*What is asked*
Copy the records from their beginning through the line containing "115, 122, 123, 176", substituting "rain gutter" for "white gutter" and leaving everything else unchanged.

*Raw data*
· · · · · · ·

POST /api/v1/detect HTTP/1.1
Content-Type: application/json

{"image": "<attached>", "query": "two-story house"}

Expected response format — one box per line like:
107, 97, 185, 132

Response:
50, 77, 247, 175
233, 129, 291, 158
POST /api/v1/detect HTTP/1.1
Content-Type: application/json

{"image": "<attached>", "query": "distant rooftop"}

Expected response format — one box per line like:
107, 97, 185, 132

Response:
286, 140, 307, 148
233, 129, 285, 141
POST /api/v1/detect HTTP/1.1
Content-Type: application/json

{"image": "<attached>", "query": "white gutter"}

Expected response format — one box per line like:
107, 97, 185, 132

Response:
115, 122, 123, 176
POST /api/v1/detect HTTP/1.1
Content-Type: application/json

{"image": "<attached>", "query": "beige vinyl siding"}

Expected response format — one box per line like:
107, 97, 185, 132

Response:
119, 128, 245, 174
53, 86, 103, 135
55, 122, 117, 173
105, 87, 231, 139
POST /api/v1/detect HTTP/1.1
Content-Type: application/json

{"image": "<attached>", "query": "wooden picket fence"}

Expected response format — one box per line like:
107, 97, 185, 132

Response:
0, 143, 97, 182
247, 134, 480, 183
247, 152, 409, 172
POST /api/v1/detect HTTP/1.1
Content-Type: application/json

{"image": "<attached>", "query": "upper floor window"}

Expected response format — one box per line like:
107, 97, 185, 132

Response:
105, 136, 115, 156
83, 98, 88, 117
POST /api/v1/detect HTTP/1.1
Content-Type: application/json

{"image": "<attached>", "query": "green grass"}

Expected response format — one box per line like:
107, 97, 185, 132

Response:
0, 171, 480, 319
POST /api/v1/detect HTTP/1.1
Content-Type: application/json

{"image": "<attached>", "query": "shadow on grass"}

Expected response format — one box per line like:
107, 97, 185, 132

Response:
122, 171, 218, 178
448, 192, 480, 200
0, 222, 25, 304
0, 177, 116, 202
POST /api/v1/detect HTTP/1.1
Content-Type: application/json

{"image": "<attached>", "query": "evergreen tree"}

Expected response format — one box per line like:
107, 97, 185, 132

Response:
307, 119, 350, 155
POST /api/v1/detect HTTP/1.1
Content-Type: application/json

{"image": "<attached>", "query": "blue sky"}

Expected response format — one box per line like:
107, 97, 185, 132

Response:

· · · · · · ·

*The completed task*
POST /api/v1/detect HTTP/1.1
Content-Type: application/json

{"image": "<attached>", "query": "two-story house"}

Expected response format — one box per line like:
107, 97, 185, 132

Response:
50, 77, 247, 175
233, 129, 291, 158
POST /api/v1/detect HTTP/1.1
Content-Type: application/json

{"image": "<attached>", "query": "distant rooftop"}

Expected response format — one box per line like:
107, 97, 185, 132

Response:
286, 140, 307, 148
233, 129, 285, 141
POST /api/v1/detect HTTP/1.1
Content-Type: application/json

{"image": "<attached>", "query": "rain gutter"}

Expected response format — one box per line like:
107, 97, 185, 132

Response:
115, 122, 123, 176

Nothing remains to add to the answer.